## CHALLENGES
a: Copy the pistol training report from "What actually happened" to "from that structure.".
b: Answer these questions from the pistol training report below:
(i) How far back from the target paster did the writer stand in the living-room range?
(ii) Who taught the writer to rotate the pistol as far to the right as possible when raising it?
(iii) How many shots did the writer fire per session?

start TEXT BLOCK

This report covers:
Today’s report covers:
- Training since last time
- Yogi’s gift
- Rotating the arm
- The pellets
- The trigger pull
- The test
- First target
- My final match
- Second target
- Adjusted the trigger
Today we look at my attempt to shoot 10-meter pistol again. Yogi — this one’s for you.
I have a lot to say about this today, but there are only two targets to examine. I will explain as we go.
Training since last time
What I said at the end of the last report was, “I plan to fire no less than 25 dry-fire shots each day. At least a week will pass before I shoot pellets again, so I should be slightly better, but we’ll see.”
My next distance to the target will be the full 10 meters, but I won’t go there until I know I can do it. I remember enough about this sport that I don’t need any intermediate steps. I just need to get the basics under my belt.”
What actually happened was I set up a training “range” in my living room. I stood 12 feet back from a black Shoot-N-C target paster. You may remember that target appears to be the same size at 12 feet as the 10-meter pistol target appears at 33 feet (10 meters). And I shot between 10 and 20 shots per session. Why not 25? Because this is hard! And I wobble — a LOT!
I wobbled a lot in the shooting stance but I discovered late in my training what I could do to attenuate some of that. I wasn’t wobbling from side to side as much as up and down. And, only days ago, I remembered that I used to lean back just a few degrees to stop the wobble. I lean from the waist and the lean isn’t as much as 5 degrees. What it does is make my shoulders a structure and my shooting arm a cantilevered extension from that structure.
My legs and feet take up almost all of the side-to-side variation. By moving the feet a few inches in the needed direction and by rotating the toes on each foot inward or outward I move where I naturally point and, by extension, where the pistol points. I did find in the training that these days I need my feet planted a little wider than my shoulders, and that seems to be a result of getting older. So my advice to target pistol shooters is to either stop aging or to consider spreading your feet a few inches further apart.
Rotating the arm
Yogi, this one you asked for specifically. I was taught by LTC Bonsall to rotate my pistol as far to the right as possible when I raise it and then to relax the arm as I lower the pistol down to the target. What this does is rotate my elbow under my shooting arm instead of alongside of it. I have to do it every time I raise the pistol to shoot.
At first in this training session I thought this was just for shooting the 1911 and not a target pistol. But as the training progressed I started doing it more and discovered that it really does help steady that arm.
I am right-handed, so what I just described is for that hand. If I was a leftie, everything would be reversed.

end TEXT BLOCK
start GIVEN INFORMATION

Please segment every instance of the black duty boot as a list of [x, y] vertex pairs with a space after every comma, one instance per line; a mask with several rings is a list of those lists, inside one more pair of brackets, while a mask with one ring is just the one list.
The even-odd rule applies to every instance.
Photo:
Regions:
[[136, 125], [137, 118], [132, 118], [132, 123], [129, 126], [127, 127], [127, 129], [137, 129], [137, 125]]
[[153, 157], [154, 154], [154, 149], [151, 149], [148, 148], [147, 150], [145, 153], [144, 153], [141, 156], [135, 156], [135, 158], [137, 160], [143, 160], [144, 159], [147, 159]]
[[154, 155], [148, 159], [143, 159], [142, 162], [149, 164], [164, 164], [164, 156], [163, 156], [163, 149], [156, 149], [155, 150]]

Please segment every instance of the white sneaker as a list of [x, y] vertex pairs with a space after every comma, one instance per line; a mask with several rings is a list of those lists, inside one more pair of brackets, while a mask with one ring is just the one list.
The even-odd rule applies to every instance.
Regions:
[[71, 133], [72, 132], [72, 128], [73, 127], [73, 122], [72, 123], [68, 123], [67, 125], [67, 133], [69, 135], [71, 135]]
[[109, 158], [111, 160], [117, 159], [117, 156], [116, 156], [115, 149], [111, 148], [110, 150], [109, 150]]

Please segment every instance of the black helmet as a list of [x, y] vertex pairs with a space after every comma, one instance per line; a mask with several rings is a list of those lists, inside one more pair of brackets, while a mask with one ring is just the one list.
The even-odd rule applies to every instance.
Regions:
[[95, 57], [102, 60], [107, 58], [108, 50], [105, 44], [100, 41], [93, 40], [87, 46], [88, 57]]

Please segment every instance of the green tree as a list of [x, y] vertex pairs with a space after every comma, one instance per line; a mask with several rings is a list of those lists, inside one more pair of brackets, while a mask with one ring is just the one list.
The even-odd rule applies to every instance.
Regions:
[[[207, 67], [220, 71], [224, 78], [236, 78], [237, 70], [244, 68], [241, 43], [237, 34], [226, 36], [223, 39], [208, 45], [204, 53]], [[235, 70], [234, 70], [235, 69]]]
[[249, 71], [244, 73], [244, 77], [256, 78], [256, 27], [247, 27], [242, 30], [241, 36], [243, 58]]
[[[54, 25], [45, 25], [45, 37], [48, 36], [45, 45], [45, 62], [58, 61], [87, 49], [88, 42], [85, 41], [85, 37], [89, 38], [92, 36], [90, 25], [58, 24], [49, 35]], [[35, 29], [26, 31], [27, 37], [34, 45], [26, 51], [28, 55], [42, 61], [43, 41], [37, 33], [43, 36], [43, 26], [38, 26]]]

end GIVEN INFORMATION

## RESULTS FOR THE EXERCISE
a:
What actually happened was I set up a training “range” in my living room. I stood 12 feet back from a black Shoot-N-C target paster. You may remember that target appears to be the same size at 12 feet as the 10-meter pistol target appears at 33 feet (10 meters). And I shot between 10 and 20 shots per session. Why not 25? Because this is hard! And I wobble — a LOT!
I wobbled a lot in the shooting stance but I discovered late in my training what I could do to attenuate some of that. I wasn’t wobbling from side to side as much as up and down. And, only days ago, I remembered that I used to lean back just a few degrees to stop the wobble. I lean from the waist and the lean isn’t as much as 5 degrees. What it does is make my shoulders a structure and my shooting arm a cantilevered extension from that structure.

b:
(i) 12 feet
(ii) LTC Bonsall
(iii) Between 10 and 20